▶ WHAT IS EXPECTED: Continue the passage about Turpel-Lafond's honorary degrees and disputed credentials from the point where it stops.

─── PAGE

In 2014, she was awarded an honorary doctorate from McGill University and gave the commencement address to the graduating law class.

Turpel-Lafond claims to have received an honorary doctorate from First Nations University of Canada. According to First Nations University of Canada, it has never granted an honorary degree in the history of the institution and "any mention of receiving an honorary degree or award from FNUniv is erroneous".

Turpel-Lafond claims to have received the designation of Queen's Counsel (Q.C.) by the Government of Saskatchewan. Both the Ministry of Justice of Saskatchewan and the Law Society of Saskatchewan report there is no record of Turpel-Lafond being made Q.C.

On December 14, 2022, the CBC reported that "All eleven universities that have granted honorary degrees to Turpel-Lafond have publicly committed to review the matter in some form."

Turpel-Lafond returned the honorary doctorate granted her in 2013 by Vancouver Island University (VIU), the university said on January 17, 2023. In a statement the university said "Turpel-Lafond informed VIU of her decision to voluntarily return the honour after receiving correspondence from the university that it would be moving forward with a process regarding her honorary doctorate," the statement said. The university said that it would have no further comment about Turpel-Lafond, although it quoted VIU president Deborah Saucier as saying, "false claims of Indigenous ancestry cause harm to Indigenous peoples."

On February 7, 2023, Royal Roads University revealed that Turpel-Lafond had surrendered an honorary Doctor of Laws degree that she had received in 2016. In a published statement, the university explained that Turpel-Lafond had responded to an investigation by voluntarily relinquishing the degree, which was then promptly cancelled. Royal Roads acknowledged the "harm caused to Indigenous people and communities by controversies such as these."

On February 13, 2023, the University of Regina revoked the honorary doctorate it had awarded to Turpel-Lafond in 2003. "While the University recognizes that Turpel-Lafond has been a strong advocate for Indigenous rights and child welfare, her accomplishments are outweighed by the harm inflicted upon Indigenous academics, peoples and communities when non-Indigenous people misrepresent their Indigenous ancestry," the university said in a statement. The university went on to say "it made the decision following consultation and a review of evidence published by the media related to her ancestry claims and 'a number of other stated credentials and academic achievements have been shown to be untrue."

Carleton University, on 24 February, 2023, rescinded the honorary degree awarded to Turpel-Lafond by Carleton in 2019, stating "The evidence that emerged about disputed claims to both Indigenous identity and academic credentials/accolades was deemed to outweigh the accomplishments that originally warranted granting the degree." On the same date, the McGill University senate voted to revoke the honorary degree bestowed upon Turpel-Lafond by McGill in 2014, citing "evidence calling into question the validity of information about academic credentials and accomplishments appearing on Ms. Turpel-Lafond’s curriculum vitae," and "that her claims about being a Treaty Indian were the subject of important questions."

──────
─── MATERIAL PROVIDED

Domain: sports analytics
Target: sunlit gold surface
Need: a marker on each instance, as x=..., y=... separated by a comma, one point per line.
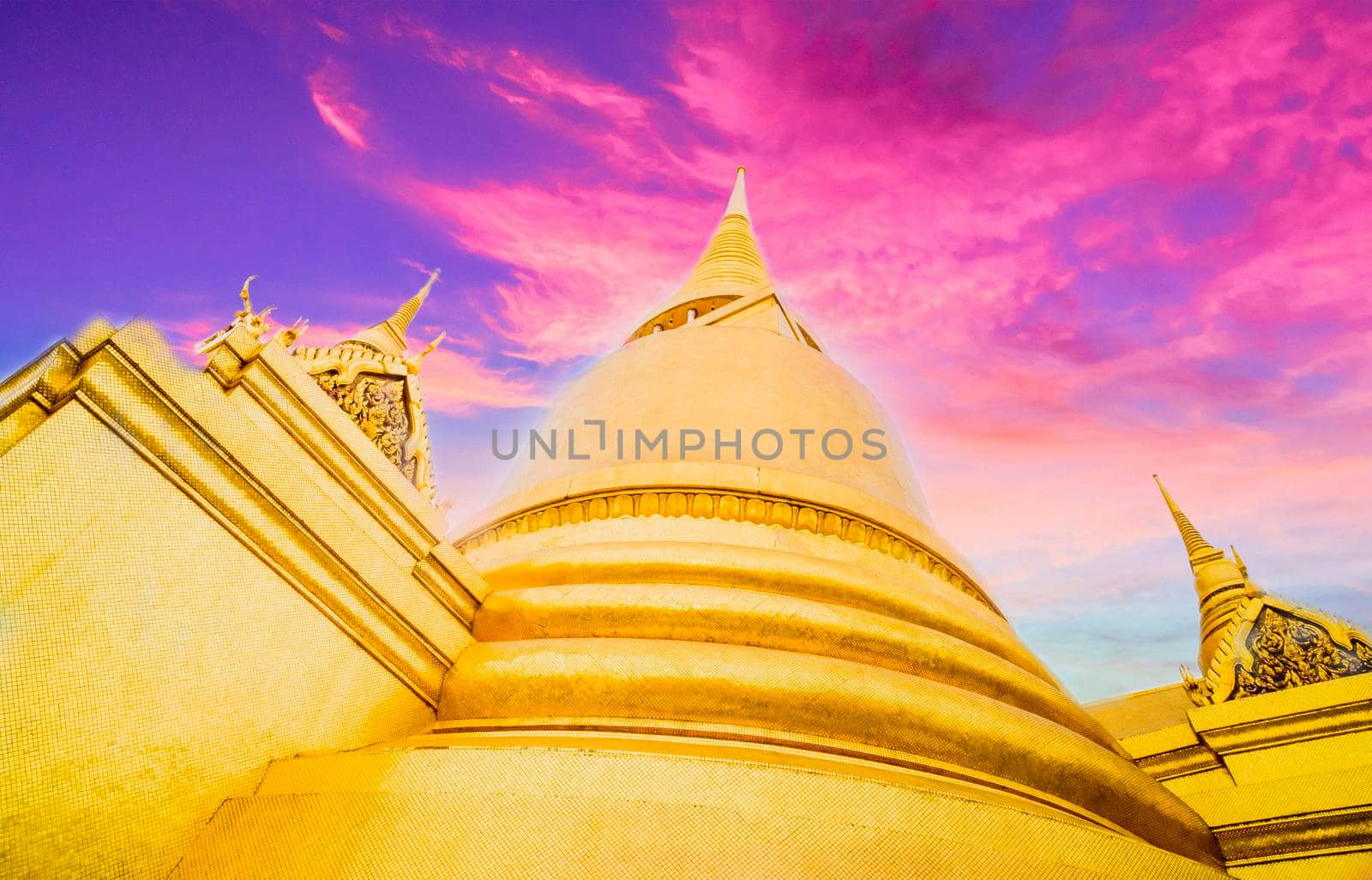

──────

▶ IN RESPONSE:
Career

Until recently, Mary Ellen Turpel-Lafond was celebrated as among the most accomplished First Nations scholars in the history of Canada.

While claiming to be a member of the Muskeg Lake Cree Nation, Turpel-Lafond was thought to be the first Treaty Indian to be appointed a judge in Saskatchewan in 1998. She was the administrative judge for Saskatoon, involved in the administration of the Provincial Court of Saskatchewan in relation to access to justice, judicial independence projects, technology and public outreach.

As a criminal law judge in youth and adult courts, Turpel-Lafond worked at developing partnerships to better serve the needs of young people in the justice system, particularly sexually exploited children and youth, and children and youth with disabilities, such as fetal alcohol spectrum disorder.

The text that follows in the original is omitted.